Copy out each line in the rows below that contains the word "sock", treating uppercase and lowercase letters as different.

Material for the task »
━━━━━━━━━━━━━━━━━━━━━━━━━━━━━━

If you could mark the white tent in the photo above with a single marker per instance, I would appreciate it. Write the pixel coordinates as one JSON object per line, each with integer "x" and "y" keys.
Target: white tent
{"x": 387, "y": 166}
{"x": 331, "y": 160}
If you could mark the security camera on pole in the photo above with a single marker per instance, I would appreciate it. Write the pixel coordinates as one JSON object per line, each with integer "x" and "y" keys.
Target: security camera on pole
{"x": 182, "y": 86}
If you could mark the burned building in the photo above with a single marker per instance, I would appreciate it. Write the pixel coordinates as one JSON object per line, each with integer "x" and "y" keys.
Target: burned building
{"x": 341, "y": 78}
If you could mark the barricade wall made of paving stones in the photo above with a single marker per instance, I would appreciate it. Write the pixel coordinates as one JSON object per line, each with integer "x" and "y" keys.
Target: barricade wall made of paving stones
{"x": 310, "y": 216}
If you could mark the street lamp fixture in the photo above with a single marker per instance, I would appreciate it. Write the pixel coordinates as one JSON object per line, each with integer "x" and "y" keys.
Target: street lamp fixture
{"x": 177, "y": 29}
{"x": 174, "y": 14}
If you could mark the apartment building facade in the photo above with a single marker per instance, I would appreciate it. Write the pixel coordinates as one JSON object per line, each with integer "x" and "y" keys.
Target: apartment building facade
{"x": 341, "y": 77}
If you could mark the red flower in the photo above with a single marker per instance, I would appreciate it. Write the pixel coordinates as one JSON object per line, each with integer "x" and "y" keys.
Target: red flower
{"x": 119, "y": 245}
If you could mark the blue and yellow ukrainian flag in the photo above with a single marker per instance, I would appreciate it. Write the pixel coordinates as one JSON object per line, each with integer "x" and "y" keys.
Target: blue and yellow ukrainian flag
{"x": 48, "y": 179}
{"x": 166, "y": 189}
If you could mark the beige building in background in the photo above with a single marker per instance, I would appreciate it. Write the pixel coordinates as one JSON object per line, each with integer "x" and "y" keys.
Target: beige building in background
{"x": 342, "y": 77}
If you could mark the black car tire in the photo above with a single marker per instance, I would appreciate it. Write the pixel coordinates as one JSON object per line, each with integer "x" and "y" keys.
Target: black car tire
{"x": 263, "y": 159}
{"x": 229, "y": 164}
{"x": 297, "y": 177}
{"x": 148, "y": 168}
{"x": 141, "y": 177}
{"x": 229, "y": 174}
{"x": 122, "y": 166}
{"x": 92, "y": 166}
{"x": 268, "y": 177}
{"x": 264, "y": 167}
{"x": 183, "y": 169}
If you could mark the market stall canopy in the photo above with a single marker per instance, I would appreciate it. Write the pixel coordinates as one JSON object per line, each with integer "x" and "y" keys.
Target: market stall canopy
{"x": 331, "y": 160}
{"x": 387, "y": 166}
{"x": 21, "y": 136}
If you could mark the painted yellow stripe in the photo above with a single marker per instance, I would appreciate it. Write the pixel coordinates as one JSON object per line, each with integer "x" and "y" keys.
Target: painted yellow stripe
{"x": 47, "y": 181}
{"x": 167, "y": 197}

━━━━━━━━━━━━━━━━━━━━━━━━━━━━━━

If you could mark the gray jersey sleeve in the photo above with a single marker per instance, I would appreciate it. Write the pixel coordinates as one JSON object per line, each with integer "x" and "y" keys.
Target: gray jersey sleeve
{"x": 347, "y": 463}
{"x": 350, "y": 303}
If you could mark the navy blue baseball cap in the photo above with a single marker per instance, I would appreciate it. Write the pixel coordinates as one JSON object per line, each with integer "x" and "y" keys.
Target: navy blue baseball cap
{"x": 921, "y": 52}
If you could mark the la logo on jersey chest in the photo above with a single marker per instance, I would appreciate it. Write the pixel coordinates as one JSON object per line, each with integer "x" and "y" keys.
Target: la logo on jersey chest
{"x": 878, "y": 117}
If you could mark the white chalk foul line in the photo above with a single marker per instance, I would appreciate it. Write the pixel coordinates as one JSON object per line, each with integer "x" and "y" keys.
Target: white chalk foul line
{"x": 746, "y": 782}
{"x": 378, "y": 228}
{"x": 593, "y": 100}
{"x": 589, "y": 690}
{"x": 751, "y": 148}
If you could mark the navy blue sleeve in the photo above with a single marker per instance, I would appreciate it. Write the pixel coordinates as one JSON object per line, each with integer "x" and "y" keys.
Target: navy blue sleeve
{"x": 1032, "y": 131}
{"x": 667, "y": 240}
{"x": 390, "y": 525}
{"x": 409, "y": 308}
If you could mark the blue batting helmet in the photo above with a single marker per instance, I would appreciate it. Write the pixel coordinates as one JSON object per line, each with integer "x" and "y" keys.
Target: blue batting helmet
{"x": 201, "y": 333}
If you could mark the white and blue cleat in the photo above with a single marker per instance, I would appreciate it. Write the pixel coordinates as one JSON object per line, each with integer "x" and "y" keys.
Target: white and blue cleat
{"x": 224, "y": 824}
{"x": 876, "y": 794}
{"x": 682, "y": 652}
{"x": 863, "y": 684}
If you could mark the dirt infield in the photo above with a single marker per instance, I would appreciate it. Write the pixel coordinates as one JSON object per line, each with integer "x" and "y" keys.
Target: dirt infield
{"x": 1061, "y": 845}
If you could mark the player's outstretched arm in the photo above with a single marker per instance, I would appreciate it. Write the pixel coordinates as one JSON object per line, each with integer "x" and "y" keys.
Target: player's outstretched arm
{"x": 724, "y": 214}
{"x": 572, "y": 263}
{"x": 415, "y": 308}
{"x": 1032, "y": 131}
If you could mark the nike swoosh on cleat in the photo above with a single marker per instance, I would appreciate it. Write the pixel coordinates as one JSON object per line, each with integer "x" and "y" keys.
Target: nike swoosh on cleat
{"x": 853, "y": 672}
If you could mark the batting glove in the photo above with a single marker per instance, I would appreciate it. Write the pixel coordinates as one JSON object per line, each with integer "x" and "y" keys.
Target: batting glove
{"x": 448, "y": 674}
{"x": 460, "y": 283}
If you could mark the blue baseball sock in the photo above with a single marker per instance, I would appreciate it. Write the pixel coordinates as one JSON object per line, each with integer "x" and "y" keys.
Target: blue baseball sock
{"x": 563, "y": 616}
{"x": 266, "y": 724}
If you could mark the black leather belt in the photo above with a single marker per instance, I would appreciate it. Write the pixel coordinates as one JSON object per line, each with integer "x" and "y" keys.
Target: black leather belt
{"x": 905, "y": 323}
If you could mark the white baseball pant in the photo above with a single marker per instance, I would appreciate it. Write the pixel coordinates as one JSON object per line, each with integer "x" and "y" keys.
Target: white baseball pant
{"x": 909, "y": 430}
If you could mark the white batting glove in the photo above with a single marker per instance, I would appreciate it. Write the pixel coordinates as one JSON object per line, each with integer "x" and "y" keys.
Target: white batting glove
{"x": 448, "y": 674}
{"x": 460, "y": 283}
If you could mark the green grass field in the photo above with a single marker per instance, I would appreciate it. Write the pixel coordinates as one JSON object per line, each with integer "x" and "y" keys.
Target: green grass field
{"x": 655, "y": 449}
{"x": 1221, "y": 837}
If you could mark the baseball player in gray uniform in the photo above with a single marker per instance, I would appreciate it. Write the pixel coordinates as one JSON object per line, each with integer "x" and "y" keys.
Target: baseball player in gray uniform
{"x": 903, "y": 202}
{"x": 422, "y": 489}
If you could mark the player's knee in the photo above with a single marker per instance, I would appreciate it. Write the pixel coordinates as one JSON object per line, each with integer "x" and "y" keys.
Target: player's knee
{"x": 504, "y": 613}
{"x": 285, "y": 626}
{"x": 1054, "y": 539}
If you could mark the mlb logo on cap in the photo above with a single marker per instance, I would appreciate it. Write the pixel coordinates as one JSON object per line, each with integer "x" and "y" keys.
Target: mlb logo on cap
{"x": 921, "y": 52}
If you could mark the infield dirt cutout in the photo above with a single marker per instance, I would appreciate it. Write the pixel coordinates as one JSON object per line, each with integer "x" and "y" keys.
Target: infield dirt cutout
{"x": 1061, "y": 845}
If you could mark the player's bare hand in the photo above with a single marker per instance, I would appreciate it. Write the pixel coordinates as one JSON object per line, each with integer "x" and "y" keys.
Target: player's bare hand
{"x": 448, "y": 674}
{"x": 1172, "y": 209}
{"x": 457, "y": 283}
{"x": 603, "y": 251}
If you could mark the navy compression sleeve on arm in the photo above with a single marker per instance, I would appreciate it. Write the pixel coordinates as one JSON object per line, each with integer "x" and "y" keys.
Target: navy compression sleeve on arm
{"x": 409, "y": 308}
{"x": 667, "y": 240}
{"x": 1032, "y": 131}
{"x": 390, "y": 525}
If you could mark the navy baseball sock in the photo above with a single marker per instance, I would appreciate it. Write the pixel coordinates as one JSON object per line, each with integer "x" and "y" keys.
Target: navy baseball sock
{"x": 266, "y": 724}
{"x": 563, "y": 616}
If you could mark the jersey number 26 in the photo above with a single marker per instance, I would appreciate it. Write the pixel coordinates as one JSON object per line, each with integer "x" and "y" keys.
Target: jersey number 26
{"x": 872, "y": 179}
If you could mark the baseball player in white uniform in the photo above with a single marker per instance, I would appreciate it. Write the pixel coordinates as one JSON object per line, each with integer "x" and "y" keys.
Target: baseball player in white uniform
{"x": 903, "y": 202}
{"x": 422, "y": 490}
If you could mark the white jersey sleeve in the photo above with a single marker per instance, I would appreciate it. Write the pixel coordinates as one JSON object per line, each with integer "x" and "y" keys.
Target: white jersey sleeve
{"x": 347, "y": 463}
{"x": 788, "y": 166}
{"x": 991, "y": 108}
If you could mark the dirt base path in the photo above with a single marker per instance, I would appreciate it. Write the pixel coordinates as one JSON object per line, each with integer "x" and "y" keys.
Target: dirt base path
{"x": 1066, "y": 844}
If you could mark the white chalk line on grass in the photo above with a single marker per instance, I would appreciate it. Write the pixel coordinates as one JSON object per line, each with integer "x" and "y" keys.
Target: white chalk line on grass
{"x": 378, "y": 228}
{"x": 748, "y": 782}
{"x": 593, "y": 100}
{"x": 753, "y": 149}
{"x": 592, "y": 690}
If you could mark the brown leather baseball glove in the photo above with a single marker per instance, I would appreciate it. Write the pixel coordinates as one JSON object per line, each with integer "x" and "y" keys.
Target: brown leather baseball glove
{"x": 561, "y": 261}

━━━━━━━━━━━━━━━━━━━━━━━━━━━━━━

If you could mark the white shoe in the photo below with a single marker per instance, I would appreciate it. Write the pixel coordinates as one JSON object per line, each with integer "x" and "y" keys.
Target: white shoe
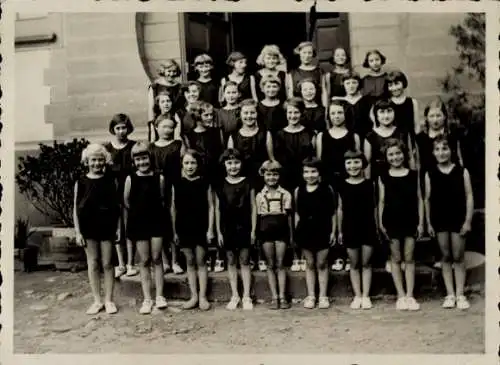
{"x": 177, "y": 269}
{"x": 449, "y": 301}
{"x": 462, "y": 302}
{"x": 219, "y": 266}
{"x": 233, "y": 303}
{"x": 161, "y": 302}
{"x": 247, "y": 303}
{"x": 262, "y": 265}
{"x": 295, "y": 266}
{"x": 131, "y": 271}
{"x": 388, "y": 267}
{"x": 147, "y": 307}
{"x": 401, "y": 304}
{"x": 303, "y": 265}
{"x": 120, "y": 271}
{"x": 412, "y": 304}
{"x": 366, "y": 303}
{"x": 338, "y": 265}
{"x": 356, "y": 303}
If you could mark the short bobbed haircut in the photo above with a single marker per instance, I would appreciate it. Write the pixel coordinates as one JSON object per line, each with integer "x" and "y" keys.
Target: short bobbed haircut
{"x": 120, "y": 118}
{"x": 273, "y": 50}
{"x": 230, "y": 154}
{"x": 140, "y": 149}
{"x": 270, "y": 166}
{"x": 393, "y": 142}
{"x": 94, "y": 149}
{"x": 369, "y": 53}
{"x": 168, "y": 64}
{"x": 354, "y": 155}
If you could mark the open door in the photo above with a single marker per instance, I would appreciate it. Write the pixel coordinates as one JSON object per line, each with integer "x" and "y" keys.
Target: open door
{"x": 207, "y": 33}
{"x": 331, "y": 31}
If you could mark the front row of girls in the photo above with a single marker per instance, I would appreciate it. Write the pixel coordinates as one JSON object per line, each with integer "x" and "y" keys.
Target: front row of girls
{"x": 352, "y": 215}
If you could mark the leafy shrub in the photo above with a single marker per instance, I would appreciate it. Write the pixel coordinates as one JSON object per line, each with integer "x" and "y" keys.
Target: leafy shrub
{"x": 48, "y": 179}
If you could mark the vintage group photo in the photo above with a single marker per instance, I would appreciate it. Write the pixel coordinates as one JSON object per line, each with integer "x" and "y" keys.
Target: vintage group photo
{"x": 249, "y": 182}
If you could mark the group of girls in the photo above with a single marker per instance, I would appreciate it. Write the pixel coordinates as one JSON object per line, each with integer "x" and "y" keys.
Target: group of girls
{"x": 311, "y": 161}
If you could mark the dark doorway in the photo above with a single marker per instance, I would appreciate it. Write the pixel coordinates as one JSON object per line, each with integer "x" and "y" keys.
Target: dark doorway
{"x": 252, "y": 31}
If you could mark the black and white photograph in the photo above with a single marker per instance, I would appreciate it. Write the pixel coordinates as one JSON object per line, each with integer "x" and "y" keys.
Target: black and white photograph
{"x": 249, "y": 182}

━━━━━━━━━━━━━━━━━━━━━━━━━━━━━━

Response for this exercise »
If you could mark the blue baseball sock in the photo above with a single marker per instance, I would appreciate it. Write the pixel coordinates as one JSON object per line, each with integer "x" and "y" keys.
Target: blue baseball sock
If you could mark the navy baseball sock in the photo above with a single marker per instance, I would appreciate it. Write the pixel coordinates as one JSON object per line, each with integer "x" and "y" keys.
Target: navy baseball sock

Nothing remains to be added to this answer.